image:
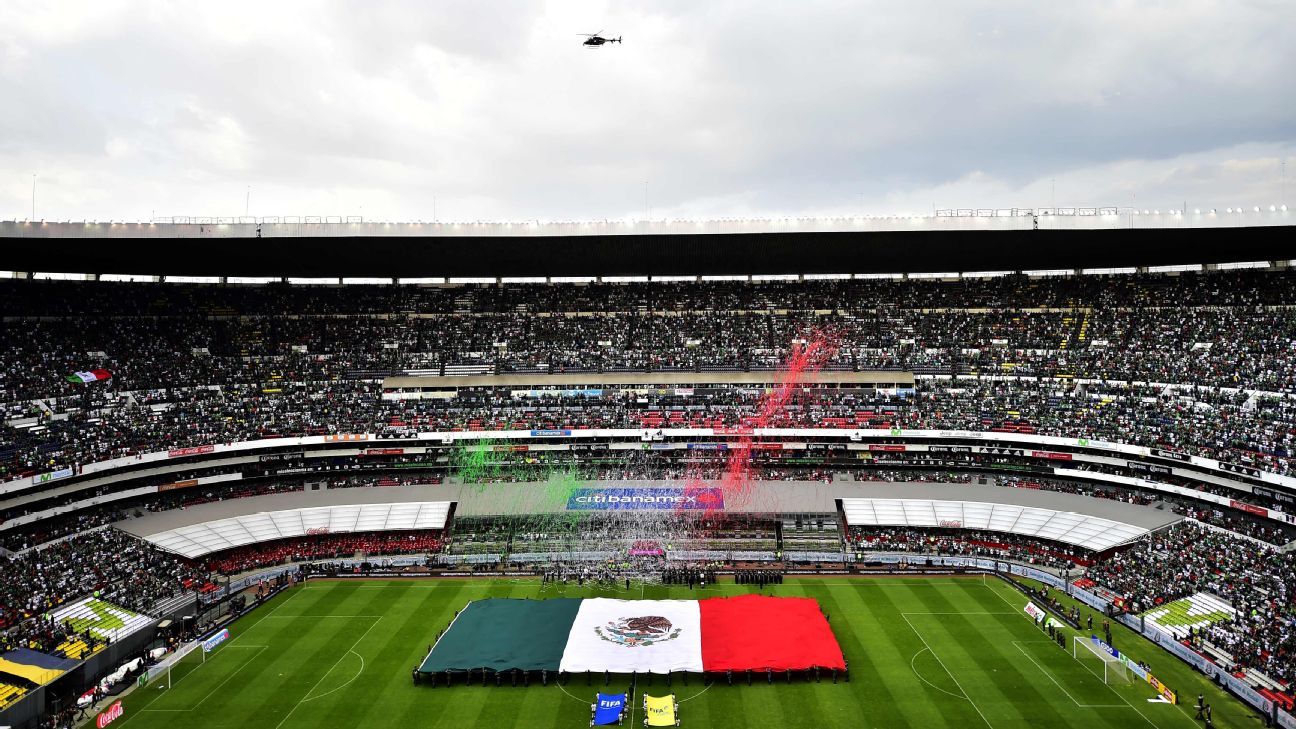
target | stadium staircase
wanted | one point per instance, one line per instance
(77, 649)
(9, 694)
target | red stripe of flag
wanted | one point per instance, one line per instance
(757, 632)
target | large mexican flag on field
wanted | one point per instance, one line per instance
(88, 376)
(739, 633)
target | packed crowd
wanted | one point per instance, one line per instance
(324, 546)
(112, 564)
(1257, 581)
(1231, 427)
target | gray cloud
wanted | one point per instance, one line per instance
(727, 108)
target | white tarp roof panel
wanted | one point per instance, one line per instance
(198, 540)
(1067, 527)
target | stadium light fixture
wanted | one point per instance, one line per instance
(191, 279)
(1108, 271)
(253, 280)
(1174, 267)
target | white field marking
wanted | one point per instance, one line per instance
(569, 693)
(968, 697)
(213, 692)
(959, 612)
(923, 679)
(1120, 695)
(699, 693)
(319, 616)
(1042, 669)
(349, 681)
(325, 673)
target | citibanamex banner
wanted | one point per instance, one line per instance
(210, 644)
(191, 450)
(110, 715)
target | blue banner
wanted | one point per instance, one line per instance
(605, 500)
(210, 644)
(608, 710)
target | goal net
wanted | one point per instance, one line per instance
(174, 667)
(1100, 663)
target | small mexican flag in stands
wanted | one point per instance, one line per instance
(92, 376)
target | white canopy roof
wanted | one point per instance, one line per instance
(198, 540)
(1068, 527)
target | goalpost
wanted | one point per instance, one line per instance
(1100, 663)
(175, 666)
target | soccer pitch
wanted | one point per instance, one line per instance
(923, 651)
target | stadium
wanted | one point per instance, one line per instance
(708, 485)
(734, 366)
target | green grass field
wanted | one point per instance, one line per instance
(924, 653)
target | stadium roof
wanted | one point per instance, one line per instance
(1067, 527)
(718, 248)
(206, 537)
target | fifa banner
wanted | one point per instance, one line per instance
(1037, 615)
(215, 640)
(598, 634)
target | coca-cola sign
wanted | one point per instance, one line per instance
(109, 715)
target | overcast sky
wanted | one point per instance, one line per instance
(131, 109)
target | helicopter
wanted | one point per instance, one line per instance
(594, 39)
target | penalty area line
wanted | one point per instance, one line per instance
(966, 694)
(301, 701)
(1046, 672)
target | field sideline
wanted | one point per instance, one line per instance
(923, 651)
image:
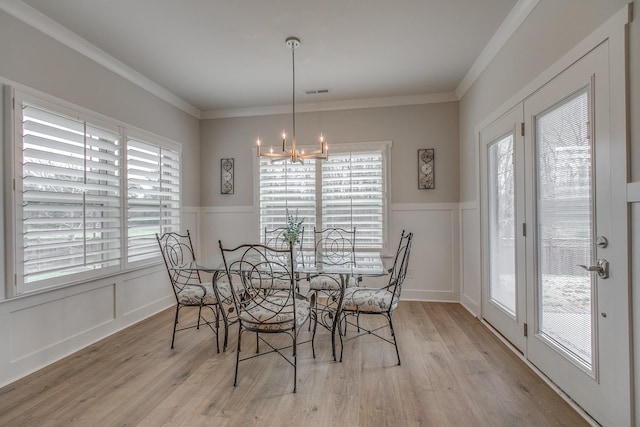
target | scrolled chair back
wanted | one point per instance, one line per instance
(177, 249)
(398, 271)
(266, 278)
(335, 245)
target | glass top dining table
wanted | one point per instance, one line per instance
(307, 264)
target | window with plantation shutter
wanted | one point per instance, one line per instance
(69, 198)
(287, 187)
(346, 191)
(89, 194)
(153, 196)
(353, 195)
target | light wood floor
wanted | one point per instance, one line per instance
(454, 372)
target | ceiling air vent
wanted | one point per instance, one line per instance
(316, 91)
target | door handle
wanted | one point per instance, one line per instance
(601, 267)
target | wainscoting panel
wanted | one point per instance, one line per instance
(142, 291)
(433, 267)
(470, 280)
(633, 197)
(51, 323)
(232, 225)
(42, 328)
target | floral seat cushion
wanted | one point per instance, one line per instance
(274, 314)
(329, 282)
(369, 300)
(194, 293)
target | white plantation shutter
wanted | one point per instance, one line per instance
(70, 198)
(353, 195)
(287, 187)
(346, 191)
(153, 196)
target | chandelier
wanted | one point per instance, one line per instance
(294, 154)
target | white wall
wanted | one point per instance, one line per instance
(39, 329)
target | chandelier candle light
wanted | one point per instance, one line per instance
(294, 154)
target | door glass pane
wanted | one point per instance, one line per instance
(564, 239)
(502, 255)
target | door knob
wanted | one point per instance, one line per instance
(601, 267)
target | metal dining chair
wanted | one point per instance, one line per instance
(264, 307)
(188, 288)
(383, 301)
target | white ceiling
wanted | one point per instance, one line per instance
(228, 55)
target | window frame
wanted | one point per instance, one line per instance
(354, 147)
(14, 99)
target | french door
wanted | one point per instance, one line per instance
(504, 302)
(557, 255)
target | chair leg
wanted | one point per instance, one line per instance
(235, 378)
(217, 328)
(199, 315)
(313, 336)
(175, 325)
(395, 341)
(295, 361)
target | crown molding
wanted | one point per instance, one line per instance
(393, 101)
(509, 26)
(46, 25)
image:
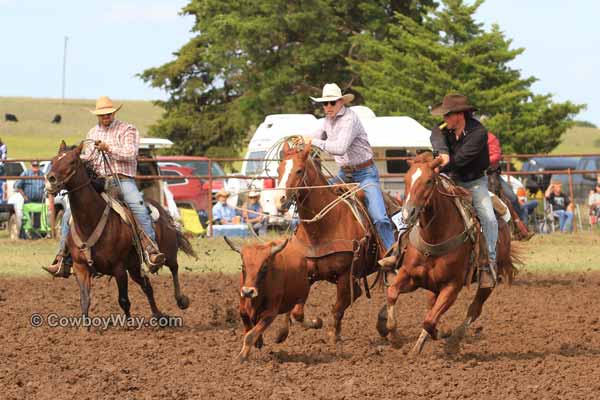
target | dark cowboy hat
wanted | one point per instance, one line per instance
(452, 103)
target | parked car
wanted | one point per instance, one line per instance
(582, 183)
(192, 192)
(533, 183)
(391, 136)
(187, 193)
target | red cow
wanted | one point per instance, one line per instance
(274, 280)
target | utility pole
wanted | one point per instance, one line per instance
(64, 67)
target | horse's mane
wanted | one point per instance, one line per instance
(423, 157)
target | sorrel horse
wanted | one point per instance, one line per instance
(432, 204)
(113, 254)
(338, 249)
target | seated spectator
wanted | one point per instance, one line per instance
(252, 214)
(561, 206)
(27, 191)
(223, 213)
(594, 203)
(526, 206)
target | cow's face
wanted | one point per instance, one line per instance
(256, 261)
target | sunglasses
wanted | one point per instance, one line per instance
(329, 103)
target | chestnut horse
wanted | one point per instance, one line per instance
(431, 203)
(333, 236)
(113, 254)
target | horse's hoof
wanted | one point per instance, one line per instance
(317, 323)
(281, 336)
(382, 327)
(183, 302)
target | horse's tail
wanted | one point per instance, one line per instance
(184, 244)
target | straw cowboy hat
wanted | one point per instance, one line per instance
(332, 92)
(104, 105)
(452, 103)
(222, 193)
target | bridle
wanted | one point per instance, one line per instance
(60, 184)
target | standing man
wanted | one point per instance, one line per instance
(462, 142)
(343, 136)
(561, 205)
(120, 141)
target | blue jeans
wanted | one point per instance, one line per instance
(133, 199)
(485, 211)
(368, 179)
(565, 220)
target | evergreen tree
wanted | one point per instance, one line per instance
(253, 58)
(418, 63)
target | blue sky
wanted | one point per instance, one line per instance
(111, 41)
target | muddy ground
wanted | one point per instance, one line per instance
(539, 339)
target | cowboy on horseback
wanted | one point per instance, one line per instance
(462, 143)
(120, 141)
(343, 136)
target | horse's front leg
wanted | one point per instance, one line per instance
(84, 279)
(308, 323)
(345, 297)
(444, 301)
(135, 272)
(121, 277)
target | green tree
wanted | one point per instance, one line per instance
(418, 63)
(253, 58)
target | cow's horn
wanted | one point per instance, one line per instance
(233, 246)
(278, 248)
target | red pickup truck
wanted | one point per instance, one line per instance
(191, 193)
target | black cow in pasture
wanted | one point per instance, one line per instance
(11, 117)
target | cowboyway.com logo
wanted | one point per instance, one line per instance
(54, 320)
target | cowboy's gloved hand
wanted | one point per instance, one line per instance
(101, 146)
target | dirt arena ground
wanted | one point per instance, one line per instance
(539, 339)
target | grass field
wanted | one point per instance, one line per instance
(35, 137)
(560, 253)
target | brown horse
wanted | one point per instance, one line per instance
(432, 204)
(113, 254)
(339, 249)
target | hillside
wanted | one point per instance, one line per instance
(35, 136)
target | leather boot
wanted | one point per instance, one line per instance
(60, 267)
(488, 276)
(524, 234)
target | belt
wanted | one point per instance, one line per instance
(352, 168)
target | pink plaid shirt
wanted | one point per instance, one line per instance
(123, 141)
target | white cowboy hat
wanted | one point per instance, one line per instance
(222, 193)
(332, 92)
(104, 105)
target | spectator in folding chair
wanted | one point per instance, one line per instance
(252, 214)
(594, 203)
(561, 206)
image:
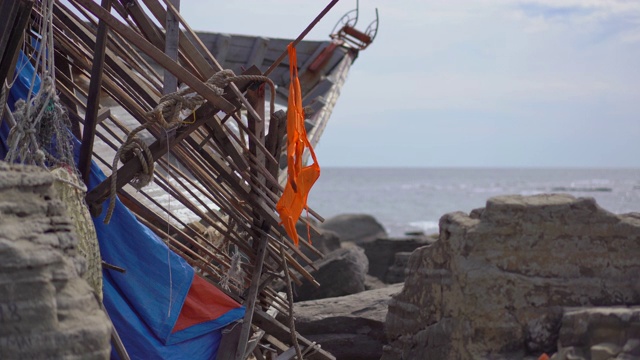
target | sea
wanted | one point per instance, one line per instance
(413, 199)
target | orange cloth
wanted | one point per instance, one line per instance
(300, 179)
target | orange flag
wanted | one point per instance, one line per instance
(300, 179)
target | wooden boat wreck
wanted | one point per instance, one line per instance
(191, 130)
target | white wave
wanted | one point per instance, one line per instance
(428, 227)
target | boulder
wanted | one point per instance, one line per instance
(349, 327)
(599, 333)
(382, 252)
(46, 309)
(341, 272)
(494, 285)
(397, 271)
(323, 240)
(359, 228)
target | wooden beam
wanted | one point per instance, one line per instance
(129, 169)
(11, 50)
(301, 36)
(158, 56)
(281, 332)
(255, 97)
(170, 83)
(93, 100)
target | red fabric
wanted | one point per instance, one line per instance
(204, 303)
(300, 178)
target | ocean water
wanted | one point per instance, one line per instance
(413, 199)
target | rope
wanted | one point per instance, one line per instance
(168, 114)
(292, 323)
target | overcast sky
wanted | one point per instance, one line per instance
(483, 83)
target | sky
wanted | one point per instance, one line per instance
(470, 83)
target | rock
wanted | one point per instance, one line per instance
(46, 309)
(600, 333)
(323, 240)
(359, 228)
(349, 327)
(604, 351)
(341, 272)
(373, 283)
(382, 252)
(397, 271)
(493, 286)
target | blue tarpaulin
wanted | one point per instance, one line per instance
(160, 307)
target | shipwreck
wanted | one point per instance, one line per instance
(180, 146)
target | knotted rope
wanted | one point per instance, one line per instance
(168, 115)
(39, 125)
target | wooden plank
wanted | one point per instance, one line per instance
(223, 43)
(10, 56)
(229, 342)
(79, 28)
(258, 50)
(281, 332)
(301, 36)
(170, 83)
(8, 12)
(158, 56)
(261, 243)
(93, 100)
(189, 51)
(129, 169)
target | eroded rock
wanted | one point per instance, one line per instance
(494, 285)
(358, 228)
(349, 327)
(46, 310)
(341, 272)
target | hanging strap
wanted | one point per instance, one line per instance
(300, 178)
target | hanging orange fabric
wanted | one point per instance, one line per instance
(300, 179)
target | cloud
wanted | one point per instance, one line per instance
(604, 19)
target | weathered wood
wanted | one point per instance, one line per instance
(229, 342)
(281, 332)
(158, 56)
(301, 36)
(170, 83)
(93, 100)
(12, 47)
(158, 148)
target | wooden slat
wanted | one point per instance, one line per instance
(93, 101)
(158, 56)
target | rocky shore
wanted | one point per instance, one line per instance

-*-*-

To do: Copy the part of the entries that opens with the line containing "target | blue banner" and closes with the line containing "(1068, 527)", substituting "soccer net" for "goal net" and leaving everything else unchanged.

The result:
target | blue banner
wanted | one point per instance, one line per instance
(605, 500)
(210, 644)
(608, 710)
target | soccer net
wanted | one point per instance, one line per instance
(174, 667)
(1100, 663)
target | small mexican flag in stands
wanted | one point per instance, one line per instance
(92, 376)
target | white canopy roof
wanted | one point per instance, one line per instance
(198, 540)
(1068, 527)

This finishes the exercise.